▶ **GOAL OF THE EXERCISE**
In the text on coarctation of the aorta, why does a narrowed aorta affect the body's blood circulation?

▶ **TEXT SEGMENT**
The Nemours Foundation

What Is Coarctation?

The aorta is the major blood vessel that carries blood away from the heart to the body. When someone has coarctation of the aorta, the aorta is narrowed at some point.

Here's how a healthy heart and aorta work: Blood that needs oxygen comes from all over the body and enters the right side of the heart, which pumps it to the lungs. The lungs fill the blood with oxygen, and this oxygen-rich blood returns from the lungs to the left side of the heart. The left side of the heart finishes up by pumping the blood out through the aorta. From the aorta, the blood travels through arteries that reach all of the body's organs and tissues, bringing them oxygen. Then the blood returns to the heart through veins and begins the cycle once again.

When part of the aorta is narrowed (this is a coarctation), that defect can affect the body's blood circulation because the left side of the heart has to work harder to pump blood through the narrowed aorta.

Sometimes the narrowing is minor and might not even cause symptoms. In other cases, the aorta is more constricted, placing a strain on the heart's left ventricle (the chamber that pumps blood to the aorta and out to the body).

▶ **RECORDED DATA**
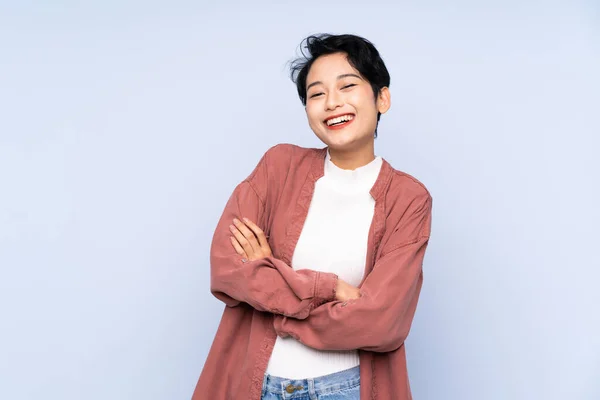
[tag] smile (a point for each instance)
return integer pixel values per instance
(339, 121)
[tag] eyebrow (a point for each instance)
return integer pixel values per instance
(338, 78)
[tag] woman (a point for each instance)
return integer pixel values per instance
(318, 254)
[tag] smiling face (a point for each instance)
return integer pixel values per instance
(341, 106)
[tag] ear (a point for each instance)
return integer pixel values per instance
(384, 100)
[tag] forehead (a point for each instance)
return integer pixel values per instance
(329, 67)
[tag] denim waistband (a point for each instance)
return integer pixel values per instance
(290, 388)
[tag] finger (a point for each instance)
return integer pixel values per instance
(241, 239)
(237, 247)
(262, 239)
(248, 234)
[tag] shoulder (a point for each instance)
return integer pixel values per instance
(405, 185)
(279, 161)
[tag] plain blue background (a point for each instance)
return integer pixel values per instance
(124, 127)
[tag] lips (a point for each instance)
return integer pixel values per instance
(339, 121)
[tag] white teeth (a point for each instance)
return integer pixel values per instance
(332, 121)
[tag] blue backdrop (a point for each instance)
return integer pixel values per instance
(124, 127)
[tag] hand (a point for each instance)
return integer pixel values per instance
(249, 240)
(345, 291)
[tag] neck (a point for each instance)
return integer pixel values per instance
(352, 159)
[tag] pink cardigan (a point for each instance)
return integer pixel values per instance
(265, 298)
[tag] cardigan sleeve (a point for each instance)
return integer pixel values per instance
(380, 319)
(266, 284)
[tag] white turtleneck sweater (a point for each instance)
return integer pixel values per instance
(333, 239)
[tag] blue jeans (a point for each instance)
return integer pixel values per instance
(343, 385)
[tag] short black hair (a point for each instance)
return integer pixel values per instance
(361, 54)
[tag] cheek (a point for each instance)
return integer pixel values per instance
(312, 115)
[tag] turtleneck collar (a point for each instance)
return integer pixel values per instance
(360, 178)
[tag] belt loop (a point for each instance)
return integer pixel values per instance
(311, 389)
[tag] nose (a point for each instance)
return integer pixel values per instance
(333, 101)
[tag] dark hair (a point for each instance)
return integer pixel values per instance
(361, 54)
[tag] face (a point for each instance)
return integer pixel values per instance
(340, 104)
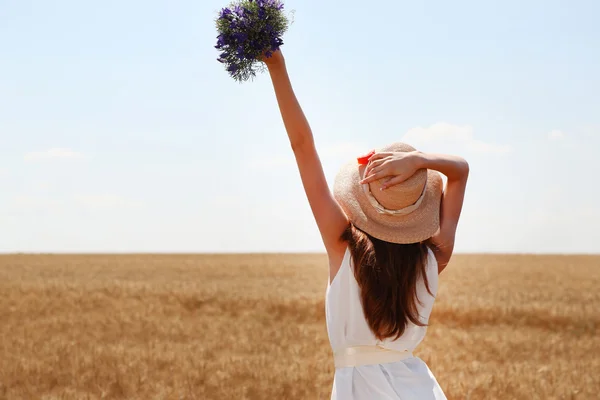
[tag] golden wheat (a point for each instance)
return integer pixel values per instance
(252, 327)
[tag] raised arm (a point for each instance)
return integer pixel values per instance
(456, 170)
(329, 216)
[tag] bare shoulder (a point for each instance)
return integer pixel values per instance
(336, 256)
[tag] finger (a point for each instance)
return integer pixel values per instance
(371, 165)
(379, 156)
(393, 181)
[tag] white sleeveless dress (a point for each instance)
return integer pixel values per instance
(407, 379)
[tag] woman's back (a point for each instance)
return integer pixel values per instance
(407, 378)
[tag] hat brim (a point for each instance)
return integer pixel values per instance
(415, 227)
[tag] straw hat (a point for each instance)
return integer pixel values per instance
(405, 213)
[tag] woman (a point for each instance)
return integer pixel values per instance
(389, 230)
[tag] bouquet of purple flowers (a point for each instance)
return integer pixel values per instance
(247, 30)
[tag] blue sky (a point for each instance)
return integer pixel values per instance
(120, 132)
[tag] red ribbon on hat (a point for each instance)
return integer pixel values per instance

▶ **YOUR RESPONSE**
The left side of the heart has to work harder to pump blood through the narrowed aorta.